[Point labeling dataset excerpts]
● ● ●

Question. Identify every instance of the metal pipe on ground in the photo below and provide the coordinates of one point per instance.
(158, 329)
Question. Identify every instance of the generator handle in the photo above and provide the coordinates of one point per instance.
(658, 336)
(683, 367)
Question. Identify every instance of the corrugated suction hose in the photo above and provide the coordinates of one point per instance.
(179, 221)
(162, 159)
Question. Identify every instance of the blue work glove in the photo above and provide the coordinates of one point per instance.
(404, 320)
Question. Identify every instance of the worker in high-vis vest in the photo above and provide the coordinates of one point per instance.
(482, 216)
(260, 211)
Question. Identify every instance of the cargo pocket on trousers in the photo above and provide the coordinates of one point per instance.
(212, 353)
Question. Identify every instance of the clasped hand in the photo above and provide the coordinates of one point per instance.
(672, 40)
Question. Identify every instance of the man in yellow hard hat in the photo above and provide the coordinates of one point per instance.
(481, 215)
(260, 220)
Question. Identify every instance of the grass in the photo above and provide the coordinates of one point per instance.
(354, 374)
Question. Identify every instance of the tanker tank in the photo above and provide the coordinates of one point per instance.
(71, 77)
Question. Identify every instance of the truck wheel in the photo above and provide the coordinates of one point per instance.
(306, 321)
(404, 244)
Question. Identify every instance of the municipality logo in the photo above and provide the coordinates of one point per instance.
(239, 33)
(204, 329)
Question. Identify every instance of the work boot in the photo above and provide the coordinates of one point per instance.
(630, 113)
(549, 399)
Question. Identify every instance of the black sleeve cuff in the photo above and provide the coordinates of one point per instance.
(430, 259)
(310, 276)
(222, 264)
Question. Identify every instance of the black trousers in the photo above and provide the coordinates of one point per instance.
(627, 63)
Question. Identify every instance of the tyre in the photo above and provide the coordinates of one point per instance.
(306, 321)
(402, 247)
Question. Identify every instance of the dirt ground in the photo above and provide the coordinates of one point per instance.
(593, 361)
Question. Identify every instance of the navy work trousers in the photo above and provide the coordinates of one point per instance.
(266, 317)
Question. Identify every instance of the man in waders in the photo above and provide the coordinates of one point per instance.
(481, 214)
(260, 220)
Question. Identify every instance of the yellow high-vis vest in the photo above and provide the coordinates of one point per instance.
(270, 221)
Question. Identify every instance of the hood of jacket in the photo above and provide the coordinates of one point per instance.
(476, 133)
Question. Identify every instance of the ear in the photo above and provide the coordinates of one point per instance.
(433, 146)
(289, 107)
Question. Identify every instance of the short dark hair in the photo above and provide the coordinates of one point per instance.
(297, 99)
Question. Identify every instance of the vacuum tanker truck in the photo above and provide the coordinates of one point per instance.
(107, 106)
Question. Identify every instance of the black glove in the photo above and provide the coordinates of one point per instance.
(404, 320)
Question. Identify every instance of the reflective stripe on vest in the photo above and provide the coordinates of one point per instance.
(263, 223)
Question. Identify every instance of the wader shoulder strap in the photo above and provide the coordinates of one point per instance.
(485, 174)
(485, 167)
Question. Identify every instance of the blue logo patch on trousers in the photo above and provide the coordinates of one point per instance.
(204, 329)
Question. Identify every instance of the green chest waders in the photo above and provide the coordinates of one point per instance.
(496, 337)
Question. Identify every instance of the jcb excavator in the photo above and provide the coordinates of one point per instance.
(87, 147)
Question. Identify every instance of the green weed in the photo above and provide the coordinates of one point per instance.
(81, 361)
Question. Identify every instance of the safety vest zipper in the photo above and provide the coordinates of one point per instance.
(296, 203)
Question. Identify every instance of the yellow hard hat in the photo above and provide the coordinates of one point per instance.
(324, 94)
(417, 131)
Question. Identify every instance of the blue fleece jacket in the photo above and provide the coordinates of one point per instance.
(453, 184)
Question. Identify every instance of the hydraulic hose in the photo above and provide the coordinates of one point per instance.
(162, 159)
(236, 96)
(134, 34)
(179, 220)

● ● ●

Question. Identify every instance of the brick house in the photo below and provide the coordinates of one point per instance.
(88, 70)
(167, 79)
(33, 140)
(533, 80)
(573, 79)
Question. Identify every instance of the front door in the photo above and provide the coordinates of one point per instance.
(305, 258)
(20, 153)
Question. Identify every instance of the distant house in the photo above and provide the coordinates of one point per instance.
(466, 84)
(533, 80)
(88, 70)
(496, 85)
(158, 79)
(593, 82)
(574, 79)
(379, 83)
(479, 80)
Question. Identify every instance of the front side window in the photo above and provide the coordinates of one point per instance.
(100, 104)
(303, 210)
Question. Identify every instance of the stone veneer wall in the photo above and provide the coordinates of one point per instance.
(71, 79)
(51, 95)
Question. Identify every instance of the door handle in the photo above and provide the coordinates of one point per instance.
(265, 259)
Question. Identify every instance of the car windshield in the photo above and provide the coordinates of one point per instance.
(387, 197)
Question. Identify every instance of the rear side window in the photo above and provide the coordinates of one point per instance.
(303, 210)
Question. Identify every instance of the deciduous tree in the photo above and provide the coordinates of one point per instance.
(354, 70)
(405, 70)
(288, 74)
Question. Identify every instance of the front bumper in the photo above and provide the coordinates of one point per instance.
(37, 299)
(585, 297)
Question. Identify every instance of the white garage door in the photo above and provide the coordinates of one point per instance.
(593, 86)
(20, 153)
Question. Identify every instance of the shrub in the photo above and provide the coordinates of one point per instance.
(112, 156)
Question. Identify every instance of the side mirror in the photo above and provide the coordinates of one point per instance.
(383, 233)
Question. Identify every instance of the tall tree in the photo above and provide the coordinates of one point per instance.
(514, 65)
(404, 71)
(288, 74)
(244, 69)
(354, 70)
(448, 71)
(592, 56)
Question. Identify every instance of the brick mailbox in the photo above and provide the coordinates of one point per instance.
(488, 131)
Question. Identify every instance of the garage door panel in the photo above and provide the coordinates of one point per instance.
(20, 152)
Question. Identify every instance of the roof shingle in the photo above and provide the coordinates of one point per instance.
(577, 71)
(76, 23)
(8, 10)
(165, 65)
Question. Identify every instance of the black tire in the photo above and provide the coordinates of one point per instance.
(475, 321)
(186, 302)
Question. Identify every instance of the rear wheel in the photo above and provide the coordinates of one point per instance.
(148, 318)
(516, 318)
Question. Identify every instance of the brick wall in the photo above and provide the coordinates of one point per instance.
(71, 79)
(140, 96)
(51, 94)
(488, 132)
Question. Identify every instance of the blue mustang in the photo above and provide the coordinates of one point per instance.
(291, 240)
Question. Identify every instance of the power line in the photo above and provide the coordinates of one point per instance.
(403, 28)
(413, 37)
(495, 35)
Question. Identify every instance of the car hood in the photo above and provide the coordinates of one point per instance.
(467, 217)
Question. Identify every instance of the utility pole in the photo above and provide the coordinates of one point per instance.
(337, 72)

● ● ●

● **WORK REQUIRED**
Return, unchanged, each line of the entries above that contains the word "rear".

● **ANSWER**
Question. Identify every instance of the rear side window in the photo above and provide the coordinates of one point per instance.
Question. Identify every instance of the rear wheel in the photo above and provide the coordinates of one point per instance.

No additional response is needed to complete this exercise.